● Problem
Copy the items below, starting at the line that has "Quick question about the photo above: is any beige" and continuing through the last line of the items. In those lines, swap "beige wall" for "cream wall" and leave everything else unchanged.

## Start Information provided

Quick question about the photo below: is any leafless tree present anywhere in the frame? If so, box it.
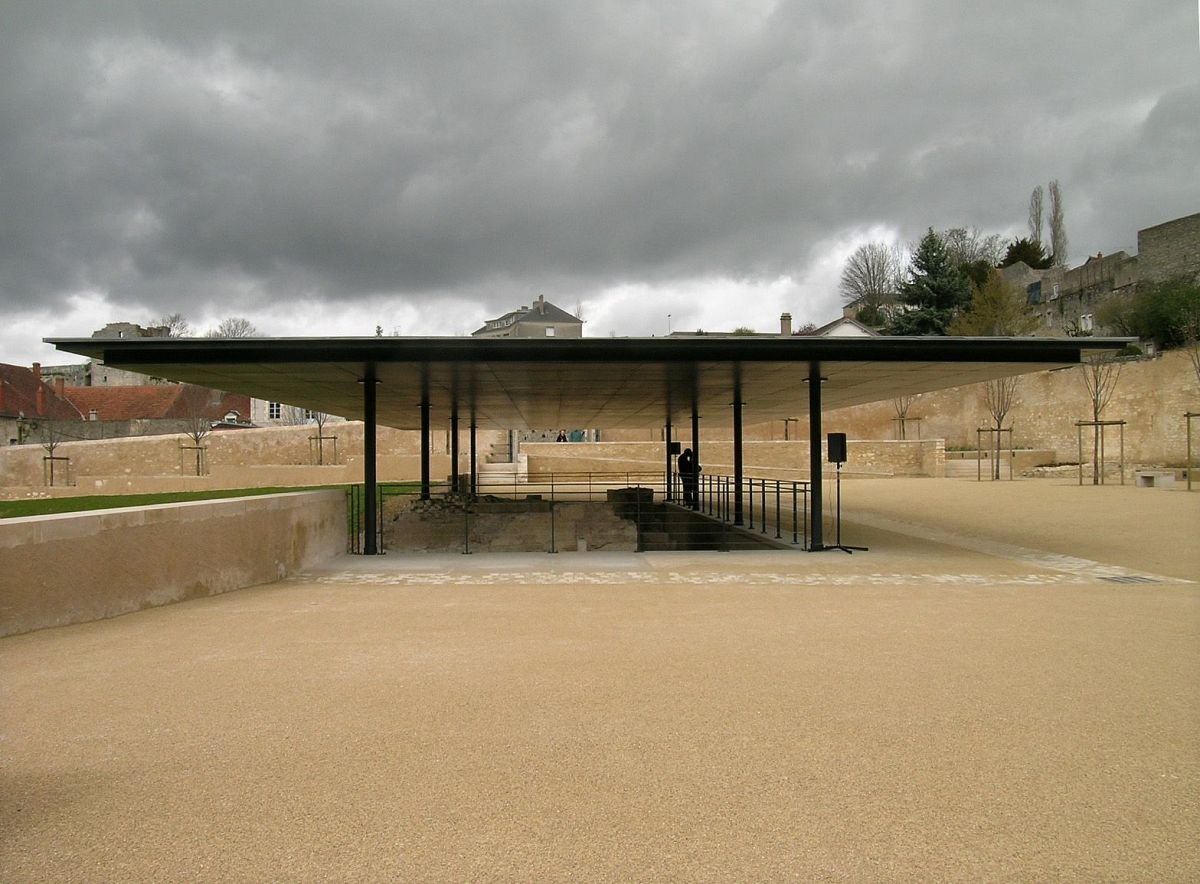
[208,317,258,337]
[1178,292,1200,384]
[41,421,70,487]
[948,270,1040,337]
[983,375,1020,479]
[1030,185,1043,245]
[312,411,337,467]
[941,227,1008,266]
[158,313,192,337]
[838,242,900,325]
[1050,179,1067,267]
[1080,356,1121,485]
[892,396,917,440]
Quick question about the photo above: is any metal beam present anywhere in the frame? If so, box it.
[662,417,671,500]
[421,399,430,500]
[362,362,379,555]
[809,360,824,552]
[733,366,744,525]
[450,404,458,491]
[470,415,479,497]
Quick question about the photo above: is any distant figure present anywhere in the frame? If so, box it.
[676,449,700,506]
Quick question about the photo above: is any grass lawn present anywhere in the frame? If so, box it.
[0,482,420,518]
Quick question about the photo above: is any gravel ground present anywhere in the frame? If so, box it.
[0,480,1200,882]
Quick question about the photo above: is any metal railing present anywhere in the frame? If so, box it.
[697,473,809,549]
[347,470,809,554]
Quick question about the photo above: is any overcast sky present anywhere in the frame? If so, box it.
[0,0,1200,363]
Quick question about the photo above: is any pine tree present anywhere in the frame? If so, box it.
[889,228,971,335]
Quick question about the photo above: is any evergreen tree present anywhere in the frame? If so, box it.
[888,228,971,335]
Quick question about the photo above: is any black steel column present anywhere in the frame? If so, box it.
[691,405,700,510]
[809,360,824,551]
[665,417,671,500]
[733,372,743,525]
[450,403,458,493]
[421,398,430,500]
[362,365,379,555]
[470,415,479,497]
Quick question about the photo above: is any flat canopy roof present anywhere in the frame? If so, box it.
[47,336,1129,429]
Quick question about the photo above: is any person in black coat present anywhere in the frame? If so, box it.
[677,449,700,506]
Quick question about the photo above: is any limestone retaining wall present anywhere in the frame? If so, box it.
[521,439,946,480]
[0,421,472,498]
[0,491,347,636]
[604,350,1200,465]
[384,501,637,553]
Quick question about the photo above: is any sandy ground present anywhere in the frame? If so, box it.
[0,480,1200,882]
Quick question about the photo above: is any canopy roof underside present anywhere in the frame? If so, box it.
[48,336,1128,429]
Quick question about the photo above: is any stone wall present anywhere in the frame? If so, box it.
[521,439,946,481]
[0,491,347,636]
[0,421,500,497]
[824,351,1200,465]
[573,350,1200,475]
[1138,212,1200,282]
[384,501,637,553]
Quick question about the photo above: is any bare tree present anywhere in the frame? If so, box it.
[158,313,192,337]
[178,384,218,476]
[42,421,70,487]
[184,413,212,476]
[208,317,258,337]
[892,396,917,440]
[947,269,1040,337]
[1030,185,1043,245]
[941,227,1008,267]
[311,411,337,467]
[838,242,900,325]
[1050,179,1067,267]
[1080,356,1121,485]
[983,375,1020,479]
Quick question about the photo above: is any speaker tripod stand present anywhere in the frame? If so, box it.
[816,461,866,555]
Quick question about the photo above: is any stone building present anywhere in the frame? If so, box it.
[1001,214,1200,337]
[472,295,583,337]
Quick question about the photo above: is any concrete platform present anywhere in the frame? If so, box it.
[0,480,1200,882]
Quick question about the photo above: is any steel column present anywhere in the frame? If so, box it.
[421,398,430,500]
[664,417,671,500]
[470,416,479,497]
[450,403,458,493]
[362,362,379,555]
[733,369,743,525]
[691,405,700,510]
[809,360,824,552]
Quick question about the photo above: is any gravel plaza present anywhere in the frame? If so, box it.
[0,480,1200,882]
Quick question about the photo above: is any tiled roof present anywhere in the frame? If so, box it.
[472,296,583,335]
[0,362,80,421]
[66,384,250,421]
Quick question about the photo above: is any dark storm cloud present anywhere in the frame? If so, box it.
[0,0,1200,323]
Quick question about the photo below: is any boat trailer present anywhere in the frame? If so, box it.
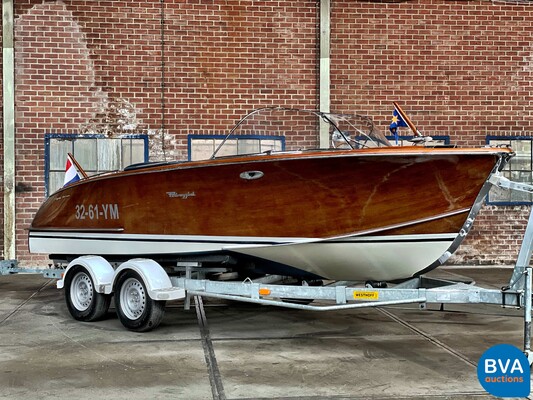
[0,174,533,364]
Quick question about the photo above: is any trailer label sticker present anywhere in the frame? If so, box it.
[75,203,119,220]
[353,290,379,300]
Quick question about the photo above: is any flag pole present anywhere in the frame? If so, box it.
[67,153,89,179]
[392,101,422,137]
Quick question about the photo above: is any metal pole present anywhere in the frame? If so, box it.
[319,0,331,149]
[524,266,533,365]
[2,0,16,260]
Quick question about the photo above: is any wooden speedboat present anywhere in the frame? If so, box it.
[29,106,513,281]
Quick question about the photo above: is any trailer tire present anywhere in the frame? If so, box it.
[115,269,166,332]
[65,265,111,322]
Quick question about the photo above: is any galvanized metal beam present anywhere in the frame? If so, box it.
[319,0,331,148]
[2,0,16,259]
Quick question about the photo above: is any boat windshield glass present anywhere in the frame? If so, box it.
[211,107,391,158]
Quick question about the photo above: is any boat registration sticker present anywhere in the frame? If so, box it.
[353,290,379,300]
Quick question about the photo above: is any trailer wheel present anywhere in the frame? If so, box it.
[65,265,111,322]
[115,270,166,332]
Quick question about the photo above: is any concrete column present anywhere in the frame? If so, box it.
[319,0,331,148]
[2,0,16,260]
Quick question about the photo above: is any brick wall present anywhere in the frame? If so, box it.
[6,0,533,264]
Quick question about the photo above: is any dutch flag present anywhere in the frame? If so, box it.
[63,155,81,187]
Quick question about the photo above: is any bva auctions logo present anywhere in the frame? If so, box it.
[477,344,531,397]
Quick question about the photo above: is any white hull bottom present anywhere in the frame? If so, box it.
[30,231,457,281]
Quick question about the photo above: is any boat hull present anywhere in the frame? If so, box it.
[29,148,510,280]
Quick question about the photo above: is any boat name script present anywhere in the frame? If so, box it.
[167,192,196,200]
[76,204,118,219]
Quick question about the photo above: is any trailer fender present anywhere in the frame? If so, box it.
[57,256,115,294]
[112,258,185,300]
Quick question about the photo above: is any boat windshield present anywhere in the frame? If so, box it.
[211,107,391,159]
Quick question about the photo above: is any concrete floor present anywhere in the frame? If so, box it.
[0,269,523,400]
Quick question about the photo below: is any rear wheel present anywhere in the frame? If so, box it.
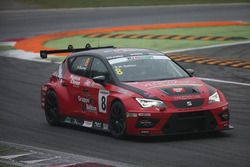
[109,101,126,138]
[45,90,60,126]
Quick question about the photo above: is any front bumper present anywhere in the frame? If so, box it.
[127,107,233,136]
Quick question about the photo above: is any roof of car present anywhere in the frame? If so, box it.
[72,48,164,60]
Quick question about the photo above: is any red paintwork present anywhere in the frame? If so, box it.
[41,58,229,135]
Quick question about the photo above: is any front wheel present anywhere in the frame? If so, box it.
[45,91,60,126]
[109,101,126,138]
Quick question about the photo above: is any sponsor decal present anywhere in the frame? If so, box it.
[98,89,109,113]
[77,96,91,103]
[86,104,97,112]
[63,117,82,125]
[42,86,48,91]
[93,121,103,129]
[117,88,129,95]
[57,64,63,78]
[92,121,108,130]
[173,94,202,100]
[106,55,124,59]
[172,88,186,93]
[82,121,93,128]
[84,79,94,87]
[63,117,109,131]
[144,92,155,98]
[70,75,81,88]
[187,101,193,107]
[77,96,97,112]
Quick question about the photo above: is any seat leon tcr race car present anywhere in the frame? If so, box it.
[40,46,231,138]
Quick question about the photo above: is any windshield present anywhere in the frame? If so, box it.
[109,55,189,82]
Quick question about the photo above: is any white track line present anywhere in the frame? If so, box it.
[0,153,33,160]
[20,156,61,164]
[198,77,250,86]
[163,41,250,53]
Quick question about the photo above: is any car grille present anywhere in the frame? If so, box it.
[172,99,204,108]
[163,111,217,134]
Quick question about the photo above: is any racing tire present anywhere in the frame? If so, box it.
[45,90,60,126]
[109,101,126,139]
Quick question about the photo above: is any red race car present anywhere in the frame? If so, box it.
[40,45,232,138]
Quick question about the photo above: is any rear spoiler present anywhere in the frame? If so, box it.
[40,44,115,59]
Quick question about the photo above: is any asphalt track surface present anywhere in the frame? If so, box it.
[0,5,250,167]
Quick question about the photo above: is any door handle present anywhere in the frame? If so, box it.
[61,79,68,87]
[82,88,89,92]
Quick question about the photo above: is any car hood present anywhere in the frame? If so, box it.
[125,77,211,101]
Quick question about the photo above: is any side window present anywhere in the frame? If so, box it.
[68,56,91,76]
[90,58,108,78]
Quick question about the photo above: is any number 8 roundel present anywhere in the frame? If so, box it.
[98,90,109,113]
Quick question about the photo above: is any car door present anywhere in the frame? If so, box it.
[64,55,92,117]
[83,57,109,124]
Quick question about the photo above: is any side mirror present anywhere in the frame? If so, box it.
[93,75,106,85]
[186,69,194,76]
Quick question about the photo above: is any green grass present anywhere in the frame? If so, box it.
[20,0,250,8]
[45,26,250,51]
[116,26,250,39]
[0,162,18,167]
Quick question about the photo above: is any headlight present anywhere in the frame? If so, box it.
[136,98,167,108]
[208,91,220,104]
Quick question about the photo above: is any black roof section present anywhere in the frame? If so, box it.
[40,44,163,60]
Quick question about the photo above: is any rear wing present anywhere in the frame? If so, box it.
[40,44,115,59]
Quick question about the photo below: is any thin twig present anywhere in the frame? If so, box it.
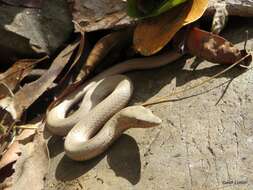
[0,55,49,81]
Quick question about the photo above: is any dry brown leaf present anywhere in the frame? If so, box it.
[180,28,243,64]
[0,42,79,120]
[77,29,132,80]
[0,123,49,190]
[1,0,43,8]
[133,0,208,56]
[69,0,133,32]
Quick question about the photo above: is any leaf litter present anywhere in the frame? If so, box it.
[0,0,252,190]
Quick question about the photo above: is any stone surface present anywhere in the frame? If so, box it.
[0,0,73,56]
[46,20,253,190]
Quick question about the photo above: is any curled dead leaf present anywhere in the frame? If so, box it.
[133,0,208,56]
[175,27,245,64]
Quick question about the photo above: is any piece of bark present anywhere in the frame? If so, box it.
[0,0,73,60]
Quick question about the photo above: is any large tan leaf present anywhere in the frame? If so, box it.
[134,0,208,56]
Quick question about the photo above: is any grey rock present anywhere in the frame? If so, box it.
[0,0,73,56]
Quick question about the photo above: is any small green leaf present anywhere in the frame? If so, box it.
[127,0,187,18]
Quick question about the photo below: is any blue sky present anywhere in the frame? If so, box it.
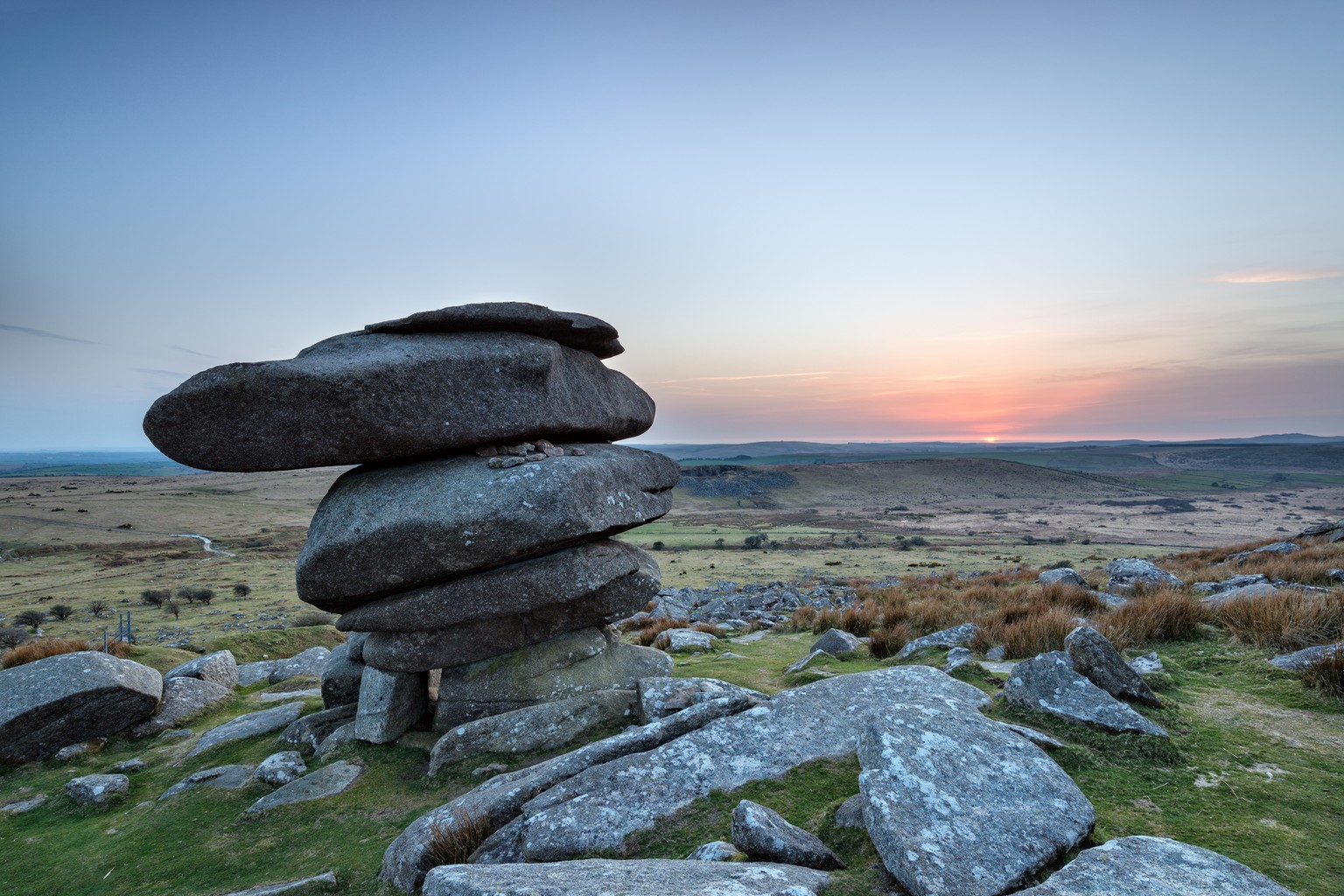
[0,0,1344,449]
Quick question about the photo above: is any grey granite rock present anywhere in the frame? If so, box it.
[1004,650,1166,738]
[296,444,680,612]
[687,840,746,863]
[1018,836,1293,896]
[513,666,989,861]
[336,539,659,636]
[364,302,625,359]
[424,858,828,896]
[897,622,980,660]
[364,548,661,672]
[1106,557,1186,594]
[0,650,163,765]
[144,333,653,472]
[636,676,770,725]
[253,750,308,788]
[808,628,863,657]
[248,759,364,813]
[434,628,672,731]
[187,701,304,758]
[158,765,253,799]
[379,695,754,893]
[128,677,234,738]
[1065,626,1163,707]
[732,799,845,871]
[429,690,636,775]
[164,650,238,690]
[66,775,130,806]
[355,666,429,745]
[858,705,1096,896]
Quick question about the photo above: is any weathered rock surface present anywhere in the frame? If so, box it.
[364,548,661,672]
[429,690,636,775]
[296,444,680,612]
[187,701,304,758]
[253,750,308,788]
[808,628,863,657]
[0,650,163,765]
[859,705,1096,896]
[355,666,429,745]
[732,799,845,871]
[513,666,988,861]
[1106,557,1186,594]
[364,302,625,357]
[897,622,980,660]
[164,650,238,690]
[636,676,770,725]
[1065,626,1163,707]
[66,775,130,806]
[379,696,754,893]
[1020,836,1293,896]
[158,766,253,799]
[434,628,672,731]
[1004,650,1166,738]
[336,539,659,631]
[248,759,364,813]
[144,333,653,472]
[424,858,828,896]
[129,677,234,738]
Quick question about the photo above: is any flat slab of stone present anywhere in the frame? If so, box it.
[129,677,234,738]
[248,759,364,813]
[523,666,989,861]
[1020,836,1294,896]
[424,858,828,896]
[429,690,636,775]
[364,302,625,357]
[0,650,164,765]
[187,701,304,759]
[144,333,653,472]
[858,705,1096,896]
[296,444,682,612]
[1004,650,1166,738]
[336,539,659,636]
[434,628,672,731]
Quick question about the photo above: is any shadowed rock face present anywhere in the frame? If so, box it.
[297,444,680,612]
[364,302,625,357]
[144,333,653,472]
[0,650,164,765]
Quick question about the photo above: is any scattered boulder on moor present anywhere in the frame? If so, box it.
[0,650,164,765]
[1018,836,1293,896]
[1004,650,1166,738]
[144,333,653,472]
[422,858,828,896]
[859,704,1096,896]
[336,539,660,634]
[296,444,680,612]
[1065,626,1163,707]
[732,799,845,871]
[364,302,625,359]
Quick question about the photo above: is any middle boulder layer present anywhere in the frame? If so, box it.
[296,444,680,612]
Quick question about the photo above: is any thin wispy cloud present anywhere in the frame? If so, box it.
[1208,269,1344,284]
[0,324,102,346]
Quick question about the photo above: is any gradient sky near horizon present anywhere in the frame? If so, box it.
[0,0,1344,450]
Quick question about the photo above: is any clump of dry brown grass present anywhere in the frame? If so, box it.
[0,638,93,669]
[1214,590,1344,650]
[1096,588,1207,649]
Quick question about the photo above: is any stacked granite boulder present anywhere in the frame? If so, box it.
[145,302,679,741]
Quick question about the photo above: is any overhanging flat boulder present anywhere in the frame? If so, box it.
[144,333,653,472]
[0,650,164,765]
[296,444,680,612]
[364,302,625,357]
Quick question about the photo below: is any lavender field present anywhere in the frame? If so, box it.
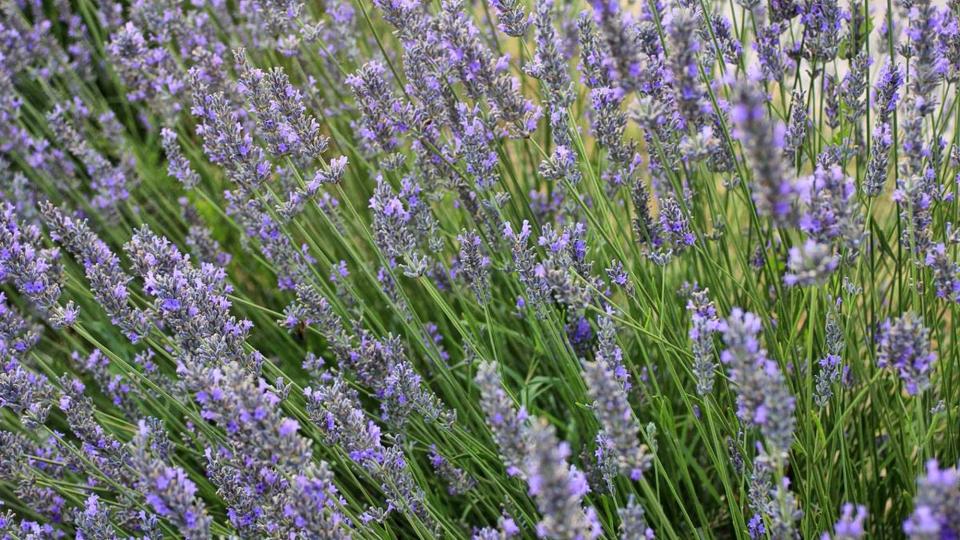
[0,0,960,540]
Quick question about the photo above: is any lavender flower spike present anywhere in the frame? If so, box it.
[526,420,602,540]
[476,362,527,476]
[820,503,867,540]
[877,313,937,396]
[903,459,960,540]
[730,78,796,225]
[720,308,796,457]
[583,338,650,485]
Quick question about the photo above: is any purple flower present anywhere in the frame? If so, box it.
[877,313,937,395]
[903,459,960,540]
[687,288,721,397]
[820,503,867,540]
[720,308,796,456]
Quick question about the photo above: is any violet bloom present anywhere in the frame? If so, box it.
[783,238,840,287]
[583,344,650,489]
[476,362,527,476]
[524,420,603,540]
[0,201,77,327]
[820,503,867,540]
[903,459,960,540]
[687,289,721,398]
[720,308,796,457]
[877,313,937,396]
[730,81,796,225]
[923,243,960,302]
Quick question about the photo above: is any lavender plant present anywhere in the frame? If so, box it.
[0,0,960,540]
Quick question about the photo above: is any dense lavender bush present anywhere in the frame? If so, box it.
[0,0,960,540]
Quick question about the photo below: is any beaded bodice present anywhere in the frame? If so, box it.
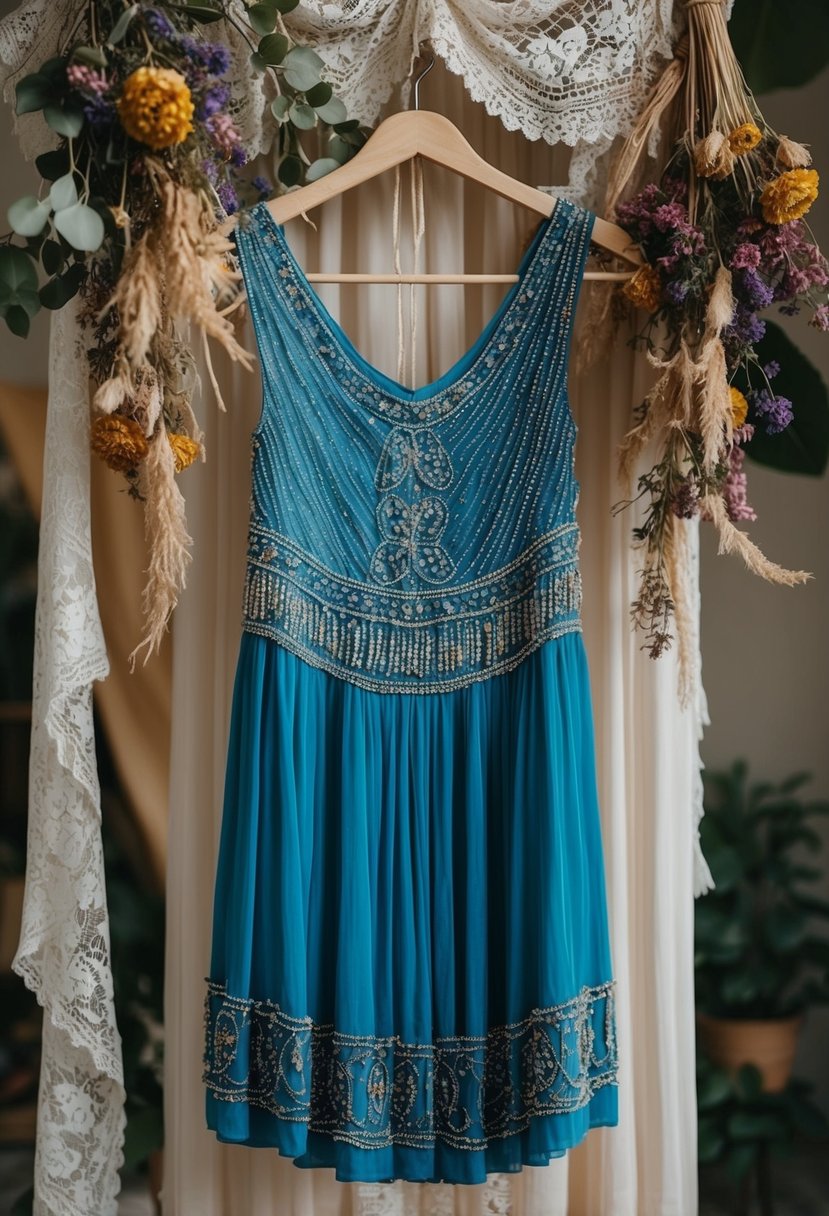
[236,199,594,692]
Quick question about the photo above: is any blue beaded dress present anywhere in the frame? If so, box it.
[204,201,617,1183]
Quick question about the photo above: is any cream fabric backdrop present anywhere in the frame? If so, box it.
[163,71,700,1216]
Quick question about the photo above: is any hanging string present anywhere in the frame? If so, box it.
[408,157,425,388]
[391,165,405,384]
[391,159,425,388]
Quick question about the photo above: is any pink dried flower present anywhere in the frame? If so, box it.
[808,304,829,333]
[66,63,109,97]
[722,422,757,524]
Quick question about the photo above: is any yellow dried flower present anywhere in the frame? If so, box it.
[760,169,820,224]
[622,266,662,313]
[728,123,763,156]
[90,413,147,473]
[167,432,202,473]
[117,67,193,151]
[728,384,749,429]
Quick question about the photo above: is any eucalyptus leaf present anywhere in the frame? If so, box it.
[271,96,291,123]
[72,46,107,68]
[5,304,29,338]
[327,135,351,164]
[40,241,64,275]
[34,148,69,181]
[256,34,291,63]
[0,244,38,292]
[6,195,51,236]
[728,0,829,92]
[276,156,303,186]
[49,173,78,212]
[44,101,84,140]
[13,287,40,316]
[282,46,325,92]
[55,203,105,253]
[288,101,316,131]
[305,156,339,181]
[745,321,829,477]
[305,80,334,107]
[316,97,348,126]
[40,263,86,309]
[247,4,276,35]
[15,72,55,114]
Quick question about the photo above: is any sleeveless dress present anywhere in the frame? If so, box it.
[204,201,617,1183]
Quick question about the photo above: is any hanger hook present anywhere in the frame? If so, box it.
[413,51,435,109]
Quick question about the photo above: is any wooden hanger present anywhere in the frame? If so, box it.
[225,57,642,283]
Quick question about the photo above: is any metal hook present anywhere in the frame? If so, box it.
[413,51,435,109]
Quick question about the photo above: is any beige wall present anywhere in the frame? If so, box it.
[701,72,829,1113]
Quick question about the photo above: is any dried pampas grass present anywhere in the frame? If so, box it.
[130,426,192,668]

## End Information provided

● Answer to this exercise
Quick question about the photo above: is any cream wall present anywhere in the frame? If so, box it.
[701,72,829,1113]
Quick question about the photo above: is any dried pampas grass present anywhere in the frame? If so, box it.
[130,426,192,668]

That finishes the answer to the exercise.